Corporate Performance - continued
The Company’s performance generated significant positive cashflow from operations which was augmented by
$797,374 in net positive cashflows from financing activities. Financing activities were highlighted by a private
placement that generated $1,260,000 in gross proceeds. The Company initially announced a private placement in the
amount of $500,000 but, in response to market demand, promptly increased it to $1,250,000, and still had it be slightly
oversubscribed when it closed a month later. The outflows included the normal-course repayment of the Company’s
bank operating loan, long-term debt, and lease obligation.
The only significant net use of cash during the year was from investing activities where the Company spent $687,370
on the acquisition of equipment. Most of this expenditure related to the acquisition and installation of new state of
the art processing equipment and related equipment. At the start of the third quarter, the Company obtained approval
from its financial institution for a new term loan facility. That term facility provided the assurances necessary for the
Company to order new processing equipment. In the five months it took for the new machinery to be manufactured
outside Canada, delivered to the Company, and get fully installed, the financial position of the Company improved to
the point where the Company opted to self-finance this acquisition from available funds, and nothing was drawn from
the term facility. The new equipment supplanted aging equipment in one of the Company’s primary production lines
providing certain efficiencies, and greater breadth of capabilities, but most importantly a reliable source of production
for many years based on its estimated useful life of 20 years. The aging equipment was repositioned for use in
processing prototypes and other very small runs as well as augmenting the main lines when demand warrants it.

— Supplied material —
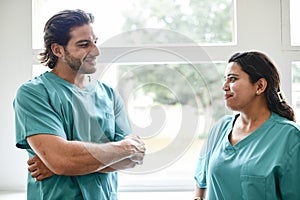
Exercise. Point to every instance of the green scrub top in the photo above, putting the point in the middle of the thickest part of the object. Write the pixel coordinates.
(51, 105)
(264, 165)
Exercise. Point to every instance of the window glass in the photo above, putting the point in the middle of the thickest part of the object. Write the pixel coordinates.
(171, 106)
(294, 22)
(296, 89)
(114, 17)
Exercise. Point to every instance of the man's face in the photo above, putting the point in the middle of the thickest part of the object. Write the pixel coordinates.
(81, 50)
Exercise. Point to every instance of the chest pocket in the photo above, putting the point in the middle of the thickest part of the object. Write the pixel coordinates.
(253, 187)
(253, 182)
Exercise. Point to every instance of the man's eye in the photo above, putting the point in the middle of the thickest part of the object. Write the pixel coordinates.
(84, 44)
(232, 79)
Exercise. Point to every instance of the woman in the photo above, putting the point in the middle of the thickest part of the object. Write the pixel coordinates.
(254, 154)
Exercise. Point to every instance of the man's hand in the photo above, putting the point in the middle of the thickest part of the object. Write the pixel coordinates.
(38, 169)
(137, 146)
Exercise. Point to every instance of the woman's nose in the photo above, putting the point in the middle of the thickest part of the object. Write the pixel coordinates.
(225, 86)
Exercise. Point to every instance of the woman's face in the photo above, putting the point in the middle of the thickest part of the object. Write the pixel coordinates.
(239, 92)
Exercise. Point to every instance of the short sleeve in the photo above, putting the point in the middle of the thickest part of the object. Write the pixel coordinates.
(34, 114)
(200, 174)
(290, 176)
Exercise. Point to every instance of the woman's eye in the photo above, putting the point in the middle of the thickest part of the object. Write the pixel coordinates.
(84, 45)
(232, 79)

— Exercise set —
1. According to the corporate performance excerpt, how much did the private placement generate in gross proceeds?
2. Summarize the corporate performance excerpt in two sentences.
The listing comes from a different source than the corporate performance excerpt.

— Results by task —
1. $1,260,000

2. The Company's positive operating cash flow was augmented by $797,374 in net financing inflows, highlighted by a private placement that was raised from $500,000 to $1,250,000 and ended slightly oversubscribed at $1,260,000 in gross proceeds. Its only significant net use of cash was $687,370 spent on equipment, mostly new processing equipment that it self-financed without drawing on its new term facility and that replaced aging equipment in a primary production line.